GIVEN INSTRUCTION: Please continue the article on the renewed rivalry between Ford and General Motors, picking up right after its final sentence.

EXCERPTED PASSAGE:

(begin)

Earlier this year, Ford (F) announced $6.6 billion earnings in 2010, the most it's racked up in a decade. Interestingly, the profits were almost evenly split between U.S. and international businesses, which is indicative of an overall trend in the global auto industry. Something else is going on here, however. For the first time in years, General Motors (GM) and Ford are true rivals again.

Toyota's (TM) woes have led to a collapse of it hard-won North American market share -- at one point in 2009, Toyota was looking like it could surpass GM. Those days are gone, as Toyota has now dropped below Ford. The renewed Detroit Big Two are now developing their competitive strategies for both the homefront and the high-growth developing world.

Russia as the battleground
The conventional interpretation says that GM is stronger in Asia, while Ford is better in Europe. This is largely true, but GM is hardly uninterested in the Old World, hence its refusal to jettison its Opel brand in the aftermath of its 2009 bankruptcy. Ford, on the other hand, lags in Asia and is struggling to catch up. This had led to speculation that a third front needs to be opened -- and that front could be Russia.
Let's just say that this could be lively. It's a big question right now whether GM can afford to chase rapid growth and major profits in China and Latin America while simultaneously maintaining its dominant U.S. market share, fix Opel, and expand production and sales in Russia. As well as the company has done since emerging from bankruptcy and staging an IPO, a big chunk is still owned by the U.S. Treasury. Ford doesn't have that problem, but it is managing far more debt than GM.

Toyota is always in the background
Of course the idea that there's now a Detroit Big Two with the luxury of dividing up the developing world like a pair of industrial colonialists could only emerge if Toyota hadn't fallen so far off its game. This will not last. At some point in the not-too-distant future, Toyota will look to aggressively expand in China, which will divert GM's attention from its Russian engagement with Ford. (And let's not forget that the German carmaking giants, especially Volkswagen, are also aiming for growth in Russia -- and Russia itself wants to develop its own domestic auto industry.)

(end)

ENTRIES:
(begin)

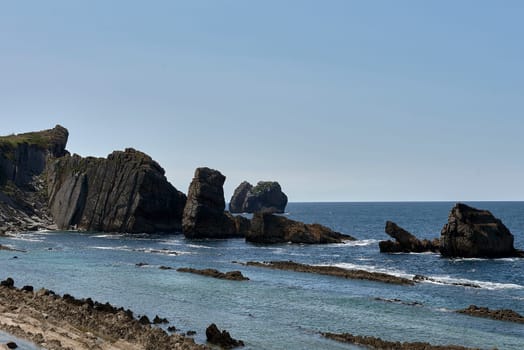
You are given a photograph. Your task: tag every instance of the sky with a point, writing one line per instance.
(336, 100)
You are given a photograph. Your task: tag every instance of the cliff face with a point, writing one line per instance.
(126, 192)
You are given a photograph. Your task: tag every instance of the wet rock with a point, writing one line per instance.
(377, 343)
(268, 228)
(474, 233)
(405, 242)
(231, 275)
(204, 215)
(333, 271)
(223, 339)
(502, 315)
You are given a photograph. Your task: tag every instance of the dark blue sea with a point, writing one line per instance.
(282, 309)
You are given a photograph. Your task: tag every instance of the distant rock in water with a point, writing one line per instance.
(204, 215)
(405, 242)
(474, 233)
(266, 195)
(269, 228)
(125, 192)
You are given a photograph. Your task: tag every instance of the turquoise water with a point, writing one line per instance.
(286, 310)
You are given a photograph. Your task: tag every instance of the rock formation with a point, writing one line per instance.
(125, 192)
(405, 242)
(269, 228)
(474, 233)
(23, 158)
(204, 215)
(266, 195)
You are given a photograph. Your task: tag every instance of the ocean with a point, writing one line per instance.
(284, 309)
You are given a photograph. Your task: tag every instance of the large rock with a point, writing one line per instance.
(236, 204)
(266, 195)
(405, 242)
(125, 192)
(204, 215)
(474, 233)
(268, 228)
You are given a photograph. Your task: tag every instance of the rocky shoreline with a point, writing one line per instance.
(59, 323)
(501, 315)
(333, 271)
(377, 343)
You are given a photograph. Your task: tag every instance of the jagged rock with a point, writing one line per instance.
(236, 204)
(266, 195)
(222, 339)
(204, 215)
(125, 192)
(269, 228)
(405, 242)
(474, 233)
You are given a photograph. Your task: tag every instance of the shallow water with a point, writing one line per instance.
(283, 309)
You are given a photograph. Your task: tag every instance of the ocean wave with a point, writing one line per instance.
(143, 250)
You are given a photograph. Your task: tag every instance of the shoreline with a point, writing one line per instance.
(63, 322)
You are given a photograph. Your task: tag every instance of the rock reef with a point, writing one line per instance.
(501, 315)
(405, 242)
(268, 228)
(377, 343)
(55, 322)
(230, 275)
(333, 271)
(474, 233)
(266, 195)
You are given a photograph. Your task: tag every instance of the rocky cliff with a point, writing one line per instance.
(266, 195)
(125, 192)
(23, 158)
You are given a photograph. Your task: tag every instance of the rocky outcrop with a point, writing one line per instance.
(222, 339)
(266, 195)
(204, 215)
(405, 242)
(377, 343)
(333, 271)
(23, 197)
(501, 315)
(230, 275)
(268, 228)
(474, 233)
(125, 192)
(236, 204)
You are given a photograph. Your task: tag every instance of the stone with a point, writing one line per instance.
(125, 192)
(266, 195)
(236, 204)
(405, 242)
(221, 338)
(474, 233)
(268, 228)
(204, 215)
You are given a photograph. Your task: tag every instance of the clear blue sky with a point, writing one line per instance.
(336, 100)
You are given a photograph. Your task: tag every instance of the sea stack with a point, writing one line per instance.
(474, 233)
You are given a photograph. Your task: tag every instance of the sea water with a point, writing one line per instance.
(284, 309)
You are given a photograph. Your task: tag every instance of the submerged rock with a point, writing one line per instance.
(125, 192)
(268, 228)
(405, 242)
(474, 233)
(223, 339)
(266, 195)
(204, 215)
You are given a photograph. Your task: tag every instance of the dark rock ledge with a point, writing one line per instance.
(55, 322)
(333, 271)
(377, 343)
(230, 275)
(501, 315)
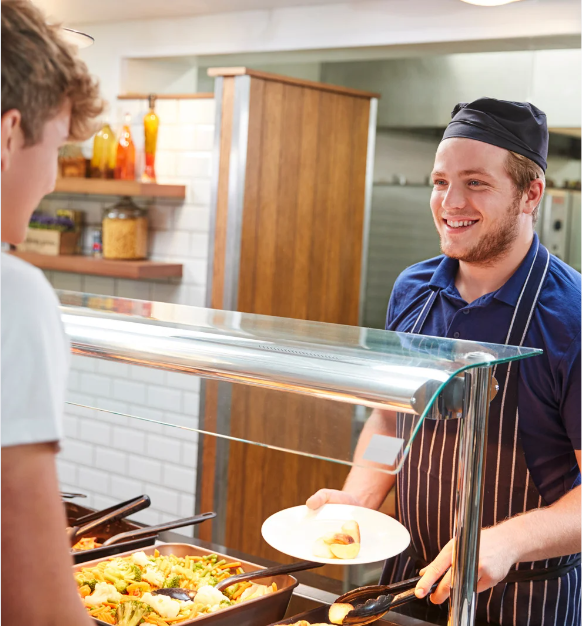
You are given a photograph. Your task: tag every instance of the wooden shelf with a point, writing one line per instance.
(77, 264)
(98, 186)
(168, 96)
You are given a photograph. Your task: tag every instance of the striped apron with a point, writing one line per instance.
(426, 492)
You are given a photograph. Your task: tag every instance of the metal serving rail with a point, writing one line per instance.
(360, 366)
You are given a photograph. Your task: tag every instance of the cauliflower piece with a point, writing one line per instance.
(104, 592)
(209, 596)
(154, 576)
(163, 605)
(254, 591)
(140, 558)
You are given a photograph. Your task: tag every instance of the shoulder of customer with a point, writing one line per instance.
(35, 356)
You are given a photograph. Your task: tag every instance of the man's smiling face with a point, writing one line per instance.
(474, 203)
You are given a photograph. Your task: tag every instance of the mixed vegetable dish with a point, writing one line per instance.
(121, 591)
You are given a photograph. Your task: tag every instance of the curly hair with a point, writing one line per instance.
(522, 172)
(40, 71)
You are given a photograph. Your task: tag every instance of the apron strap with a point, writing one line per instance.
(528, 297)
(421, 319)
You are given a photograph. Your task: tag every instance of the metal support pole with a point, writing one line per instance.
(469, 497)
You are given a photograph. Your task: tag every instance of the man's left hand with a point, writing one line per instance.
(496, 556)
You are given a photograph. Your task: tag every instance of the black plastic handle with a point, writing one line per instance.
(278, 570)
(407, 596)
(150, 530)
(66, 495)
(116, 507)
(112, 514)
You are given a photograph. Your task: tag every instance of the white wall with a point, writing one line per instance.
(349, 25)
(111, 457)
(423, 91)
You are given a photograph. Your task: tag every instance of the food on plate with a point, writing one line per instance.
(338, 611)
(339, 545)
(87, 543)
(322, 550)
(341, 551)
(352, 528)
(122, 590)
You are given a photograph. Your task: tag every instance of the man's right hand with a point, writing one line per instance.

(end)

IN RESPONSE:
I don't think GM can pull this off. Which makes its commitment to Opel seem, in retrospect, misguided. But this is GM's Achilles Heel: It wants to be competitive everywhere. It might have made sense, in 2009, to focus on North American, Asia, and Latin America, leaving Europe to Ford and the European carmakers. But the General just couldn't do it. Europe was the gateway to Russia, and those Russian growth expectations were just too tempting.

There are no numbers ones on the global stage
It's somewhat reassuring to see GM and Ford and number one and number two in North American again. But these kinds of rankings are irrelevant when you look at the international auto industry. There are simply too many players now, with too may new ones -- from China and India -- entering the fray.

GM has a good plan for China, taking advantage of low-cost labor to set up an export regime to build cheap cars destined for Latin America. It doesn't matter, in this scheme, what GM's Chinese market share is. Europe is a different story, and while Russia is important, it could end up being a massive resource suck for GM. Ford has the opposite problem: Going up against GM in China might cost it in Europe and Russia. The bottom line is that the U.S. Big Two might not be able to afford to share their rivalry with the rest of the world.